**PROBLEM TO SOLVE**: Rewrite the rows below, changing every "Tag" to "Mark" and leaving everything else as it is. Leave the pictures out of your version.

**MATERIAL**:
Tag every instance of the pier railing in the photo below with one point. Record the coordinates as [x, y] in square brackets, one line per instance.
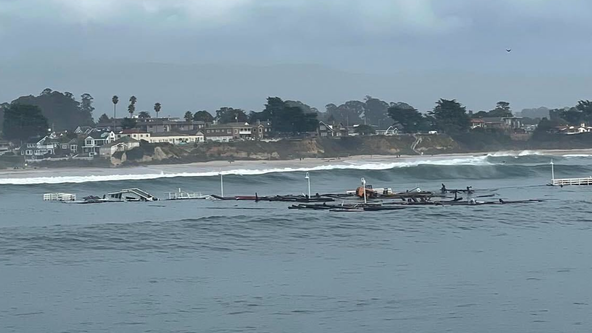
[572, 181]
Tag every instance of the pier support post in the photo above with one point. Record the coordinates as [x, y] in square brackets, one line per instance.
[364, 189]
[552, 173]
[221, 185]
[307, 177]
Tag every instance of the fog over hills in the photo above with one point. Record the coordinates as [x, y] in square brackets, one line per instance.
[196, 87]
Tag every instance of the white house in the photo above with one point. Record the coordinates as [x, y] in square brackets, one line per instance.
[37, 148]
[121, 145]
[95, 140]
[177, 138]
[135, 134]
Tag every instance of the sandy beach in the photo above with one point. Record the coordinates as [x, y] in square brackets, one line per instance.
[81, 174]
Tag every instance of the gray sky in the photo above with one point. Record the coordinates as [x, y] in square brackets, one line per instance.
[446, 48]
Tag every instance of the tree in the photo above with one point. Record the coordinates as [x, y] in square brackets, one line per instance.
[61, 109]
[157, 108]
[450, 117]
[349, 113]
[104, 118]
[585, 106]
[365, 130]
[573, 116]
[204, 116]
[544, 128]
[376, 112]
[3, 107]
[305, 107]
[408, 117]
[287, 117]
[481, 114]
[227, 115]
[502, 109]
[115, 100]
[128, 123]
[22, 122]
[132, 107]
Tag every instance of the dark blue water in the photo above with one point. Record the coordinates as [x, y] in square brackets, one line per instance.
[213, 266]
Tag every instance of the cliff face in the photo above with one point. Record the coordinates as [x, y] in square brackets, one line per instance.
[288, 149]
[149, 153]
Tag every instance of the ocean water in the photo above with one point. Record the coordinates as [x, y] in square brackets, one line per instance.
[226, 266]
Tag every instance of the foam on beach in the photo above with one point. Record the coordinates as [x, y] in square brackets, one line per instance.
[333, 165]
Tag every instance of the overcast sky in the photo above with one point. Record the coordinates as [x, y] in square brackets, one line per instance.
[432, 37]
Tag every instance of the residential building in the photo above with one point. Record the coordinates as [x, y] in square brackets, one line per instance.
[335, 130]
[134, 133]
[497, 123]
[261, 130]
[5, 147]
[95, 140]
[230, 132]
[165, 125]
[83, 130]
[38, 148]
[177, 138]
[570, 130]
[124, 144]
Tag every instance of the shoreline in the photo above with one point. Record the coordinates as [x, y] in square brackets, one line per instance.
[213, 168]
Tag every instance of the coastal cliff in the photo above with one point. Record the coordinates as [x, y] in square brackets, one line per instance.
[288, 149]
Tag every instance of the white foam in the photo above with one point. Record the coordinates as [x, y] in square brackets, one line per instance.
[515, 154]
[576, 155]
[365, 165]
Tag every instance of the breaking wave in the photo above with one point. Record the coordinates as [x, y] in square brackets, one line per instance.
[338, 165]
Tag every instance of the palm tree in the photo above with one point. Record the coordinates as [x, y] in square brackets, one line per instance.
[132, 107]
[115, 100]
[157, 108]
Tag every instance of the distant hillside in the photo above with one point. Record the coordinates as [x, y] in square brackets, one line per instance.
[183, 88]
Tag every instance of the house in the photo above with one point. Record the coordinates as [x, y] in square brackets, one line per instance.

**ANSWER BELOW**:
Mark every instance of the pier railing in the photo below with one point. Record the coordinates as [x, y] in square brackets, one line per instance.
[572, 181]
Mark every instance of the pier support post in the photo above with one point. Record the coordinates as [x, y] in square brackets, one line per instance.
[364, 189]
[552, 173]
[221, 185]
[307, 177]
Mark every instance of the fog over hills in the photo above with one point. Record the coordinates as [x, y] in square brackets, one line per instance.
[196, 87]
Mark every instance of the white house in the photo above with one point. Record the coordinates as [x, y] in square brackets, one line per instance.
[37, 148]
[121, 145]
[95, 140]
[177, 138]
[135, 134]
Mark every instance of the sandy beach in the photo above with one point. Record the coordinates as [x, y] in square brackets, one line per instance.
[81, 174]
Mark every instance of the gray sky in the photo above with one point. Record the coordinates as [x, y] in square brackets, one line per instance.
[446, 48]
Mark every instance of the tree in the photo above with one point. Record the coordinates as [x, y] in square brackets, one line per instance.
[61, 109]
[157, 108]
[450, 117]
[349, 113]
[104, 118]
[585, 106]
[365, 130]
[573, 116]
[204, 116]
[544, 128]
[376, 112]
[3, 107]
[305, 107]
[408, 117]
[287, 117]
[481, 114]
[227, 115]
[502, 109]
[115, 100]
[128, 123]
[22, 122]
[132, 107]
Mark every instance of the dark blue water in the photo above with one point. Record the coordinates as [x, y] in square brackets, one line per instance.
[213, 266]
Mark every instance of the cliff face in the photo above with one point. Record the coordinates as [x, y] in square brackets, one line per instance.
[288, 149]
[149, 153]
Mark every instance of the ocean water in the photo above with one point. Record the coordinates as [x, y] in square brackets, one line per instance.
[226, 266]
Mark every instance of the foam on beach in the photo above with one point. Record the coordinates as [x, y] in square brackets, one line per instance.
[333, 165]
Mark every instance of the overcast sky in the photo above with one point. Record the coordinates as [x, y] in square brackets, one line per instance.
[432, 37]
Mark every instance of the residential building in the photo above with one point. Record the coordinates as [x, y] in square brackets, one line per instance.
[335, 130]
[134, 133]
[497, 123]
[261, 130]
[5, 147]
[95, 140]
[230, 132]
[165, 125]
[83, 130]
[38, 148]
[177, 138]
[570, 130]
[124, 144]
Mark every instance of the shoreline in the photo above with one point. Record the coordinates as [x, y] in square brackets, one line per instance.
[213, 168]
Mark every instance of the coastal cliff in the photo above with one point. Record the coordinates as [x, y] in square brackets, one line per instance.
[288, 149]
Mark every instance of the white foam in the photo above with one point. Record the coordinates as [x, y] in square brackets, one line per instance.
[515, 154]
[576, 155]
[365, 165]
Mark every instance of the breaking wave in the photo above with one point. Record the coordinates as [x, y] in square brackets, one line per instance.
[338, 165]
Mark every instance of the palm tree in the photo above with one point. Record the coordinates as [x, y] in square brackets, one line per instance.
[132, 107]
[115, 100]
[157, 108]
Mark every instance of the distant hillside in the photo above with one point. Record the coordinates as [x, y] in square brackets, one line per instance.
[183, 88]
Mark every instance of the house in the photo above with one point. Record the coordinates as [x, y] in square brackets, one line per instance.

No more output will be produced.